• [Stated goal 1] Set out the lines of the listing as a numbered list, from the line with "Wanted | a point on the church bell" through the end of the listing, leaving out blank lines.

• [Excerpt to read]

***

Do you have any other French phrases or sayings? If you do, I would be delighted if you could leave a comment.

Tuesday, 16 April 2013

Pardon my French!

Here is a post for people who are fascinated by language and how it evolves, who wonder where these French words and phrases used in English come from, or for writers who need to put a bit of French into their story or dialogues for authenticity.

The following entries are courtesy of the wonderful 'Brewer's Dictionary of Phrase and Fable', 6th edition, published by William Clowes and Sons Ltd, London in 1962, which I recently came across in a sale of old library books, and which smells so musty I sneeze every time I open it!

Today, we are looking at A to F! All these phrases and words are absolutely not related but taken at random.

Ame damnée, a lost, cursed soul.

Amende honorable. An anglicised French phrase meaning a full and frank apology. In medieval France it was a degrading punishment inflicted on traitors, parricides and sacrilegious persons, who were forced to appear at court with a rope around their neck and stripped to their shirt, and made to beg the pardon of God, the King and the court.
Après moi le déluge. The thing to say when you don't care about what happens after your death. It is recorded that Madame de Pompadour (1721-64) who was King Louis XV's mistress, said 'Après nous le déluge' when remonstrated about the extravagance of the court's expenses.
Barbe Bleue (Bluebeard). Now who was he and why do every French children know and fear him, a little like the bogeyman? Giles de Retz, Marquis de Laval (no relation to me, fortunately!) is supposed to be the original Barbe Bleue. He lived at Machecoul in Brittany and was accused of murdering six of his seven wives. He was ultimately strangled and burned in 1440. Charles Perrault later wrote the tale of Bluebeard in his Comtes du Temps (1697).

Billet doux - a short letter, a message of love. Below is the painting 'Billet Doux' by Boucher 1754.

Bon mot - a clever, witty remark.

Bon Vivant. Someone who indulges in all good of the table. A stronger expression is Bon Viveur, which suggests the pursuit of other pleasures!

Brouhaha (I just love that word). A noisy or excited reaction or response. Late 19th century French word.
Lettres de Cachet (sealed letters). Under the old French regime, they were warrants sealed with the king's seal in which the name of the 'beneficiary' was often left blank. They were very often used to send political opponents to the Bastille or other prisons. They were finally abolished during the French revolution, in 1790.

Cheval de Bataille is someone's favourite subject.

Chevalier d'Industrie is someone who lives by his wits, a swindler, an adventurer. 
In his 1750   ' Letters to his Son, Chesterfield warned against them and urged 'Be cautiously upon your guard against the infinite number of fine-dressed and fine-spoken chevaliers d'industrie and aventuriers which swarm at Paris.' I didn't know that one.

Coup d'essai is a trial piece, a practice.

***

• [Materials provided]
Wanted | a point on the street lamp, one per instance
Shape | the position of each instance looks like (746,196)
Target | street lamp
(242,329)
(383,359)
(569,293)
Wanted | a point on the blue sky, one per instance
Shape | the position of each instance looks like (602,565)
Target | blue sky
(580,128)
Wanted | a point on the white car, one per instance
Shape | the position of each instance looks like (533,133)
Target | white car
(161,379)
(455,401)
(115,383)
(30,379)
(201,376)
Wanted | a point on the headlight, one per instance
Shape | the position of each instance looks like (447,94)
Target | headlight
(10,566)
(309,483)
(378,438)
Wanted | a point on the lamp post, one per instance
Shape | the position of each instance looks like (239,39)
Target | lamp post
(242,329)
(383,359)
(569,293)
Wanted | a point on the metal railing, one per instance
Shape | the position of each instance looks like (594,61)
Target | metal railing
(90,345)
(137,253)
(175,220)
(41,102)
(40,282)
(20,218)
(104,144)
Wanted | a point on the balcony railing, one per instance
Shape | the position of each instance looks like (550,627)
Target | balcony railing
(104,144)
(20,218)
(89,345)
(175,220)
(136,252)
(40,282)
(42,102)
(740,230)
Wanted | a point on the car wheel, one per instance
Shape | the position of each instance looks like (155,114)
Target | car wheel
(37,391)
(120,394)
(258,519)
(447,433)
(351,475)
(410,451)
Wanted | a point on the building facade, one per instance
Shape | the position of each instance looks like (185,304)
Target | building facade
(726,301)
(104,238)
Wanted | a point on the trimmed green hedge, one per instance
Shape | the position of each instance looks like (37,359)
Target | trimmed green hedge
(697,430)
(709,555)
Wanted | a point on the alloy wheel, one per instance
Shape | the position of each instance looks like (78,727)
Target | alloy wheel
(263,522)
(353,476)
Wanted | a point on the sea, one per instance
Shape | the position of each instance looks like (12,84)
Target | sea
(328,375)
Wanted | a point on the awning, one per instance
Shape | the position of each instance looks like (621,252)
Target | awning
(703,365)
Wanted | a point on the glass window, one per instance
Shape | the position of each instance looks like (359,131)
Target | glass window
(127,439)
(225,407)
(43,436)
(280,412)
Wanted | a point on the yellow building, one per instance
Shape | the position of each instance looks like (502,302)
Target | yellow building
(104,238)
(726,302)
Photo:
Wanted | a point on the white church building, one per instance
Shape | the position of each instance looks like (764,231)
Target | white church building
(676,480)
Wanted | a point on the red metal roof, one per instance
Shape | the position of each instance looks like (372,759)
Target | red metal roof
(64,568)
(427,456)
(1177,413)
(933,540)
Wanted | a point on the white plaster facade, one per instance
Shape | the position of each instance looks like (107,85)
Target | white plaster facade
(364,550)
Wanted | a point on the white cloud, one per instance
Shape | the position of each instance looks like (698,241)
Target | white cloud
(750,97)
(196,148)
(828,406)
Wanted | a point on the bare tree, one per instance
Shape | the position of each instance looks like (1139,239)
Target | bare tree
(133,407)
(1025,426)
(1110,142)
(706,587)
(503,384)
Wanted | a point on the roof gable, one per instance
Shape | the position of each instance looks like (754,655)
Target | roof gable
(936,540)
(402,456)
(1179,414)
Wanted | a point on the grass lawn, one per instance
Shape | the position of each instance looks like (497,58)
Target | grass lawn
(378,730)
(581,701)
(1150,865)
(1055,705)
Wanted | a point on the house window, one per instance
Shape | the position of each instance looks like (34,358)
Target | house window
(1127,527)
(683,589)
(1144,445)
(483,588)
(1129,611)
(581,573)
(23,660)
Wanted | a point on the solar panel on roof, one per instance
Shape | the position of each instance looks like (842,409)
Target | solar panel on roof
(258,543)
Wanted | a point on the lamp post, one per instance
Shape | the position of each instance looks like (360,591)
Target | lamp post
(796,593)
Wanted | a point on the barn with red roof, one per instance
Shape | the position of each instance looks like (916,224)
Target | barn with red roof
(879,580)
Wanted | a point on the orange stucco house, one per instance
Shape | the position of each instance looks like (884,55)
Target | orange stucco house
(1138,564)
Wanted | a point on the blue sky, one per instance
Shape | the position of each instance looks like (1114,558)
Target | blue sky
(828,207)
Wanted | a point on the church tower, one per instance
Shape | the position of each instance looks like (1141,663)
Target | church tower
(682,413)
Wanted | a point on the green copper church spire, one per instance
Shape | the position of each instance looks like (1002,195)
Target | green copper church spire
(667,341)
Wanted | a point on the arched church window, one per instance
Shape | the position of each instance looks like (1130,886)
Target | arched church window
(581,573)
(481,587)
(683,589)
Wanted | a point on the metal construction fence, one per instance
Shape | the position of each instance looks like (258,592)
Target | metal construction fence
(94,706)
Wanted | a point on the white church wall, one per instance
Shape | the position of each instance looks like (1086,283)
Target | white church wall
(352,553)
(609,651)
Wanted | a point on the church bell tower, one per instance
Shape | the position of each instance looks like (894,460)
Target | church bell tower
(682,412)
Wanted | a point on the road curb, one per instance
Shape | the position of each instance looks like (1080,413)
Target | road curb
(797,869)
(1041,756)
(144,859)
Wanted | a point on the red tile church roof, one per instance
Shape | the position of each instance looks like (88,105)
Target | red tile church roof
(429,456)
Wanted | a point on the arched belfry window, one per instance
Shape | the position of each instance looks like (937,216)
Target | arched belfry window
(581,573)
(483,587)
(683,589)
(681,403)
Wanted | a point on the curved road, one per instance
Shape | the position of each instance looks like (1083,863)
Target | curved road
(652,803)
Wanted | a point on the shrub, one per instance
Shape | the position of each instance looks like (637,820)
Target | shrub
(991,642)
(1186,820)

***

• [Stated goal 2] Rewrite the French phrases post from "In his 1750   '" to "know that one.", putting "crowd" in place of "swarm".

• [Exercise result 1]
1. Wanted | a point on the church bell tower, one per instance
2. Shape | the position of each instance looks like (894,460)
3. Target | church bell tower
4. (682,412)
5. Wanted | a point on the road curb, one per instance
6. Shape | the position of each instance looks like (1080,413)
7. Target | road curb
8. (797,869)
9. (1041,756)
10. (144,859)
11. Wanted | a point on the red tile church roof, one per instance
12. Shape | the position of each instance looks like (88,105)
13. Target | red tile church roof
14. (429,456)
15. Wanted | a point on the arched belfry window, one per instance
16. Shape | the position of each instance looks like (937,216)
17. Target | arched belfry window
18. (581,573)
19. (483,587)
20. (683,589)
21. (681,403)
22. Wanted | a point on the curved road, one per instance
23. Shape | the position of each instance looks like (1083,863)
24. Target | curved road
25. (652,803)
26. Wanted | a point on the shrub, one per instance
27. Shape | the position of each instance looks like (637,820)
28. Target | shrub
29. (991,642)
30. (1186,820)

• [Exercise result 2]
In his 1750   ' Letters to his Son, Chesterfield warned against them and urged 'Be cautiously upon your guard against the infinite number of fine-dressed and fine-spoken chevaliers d'industrie and aventuriers which crowd at Paris.' I didn't know that one.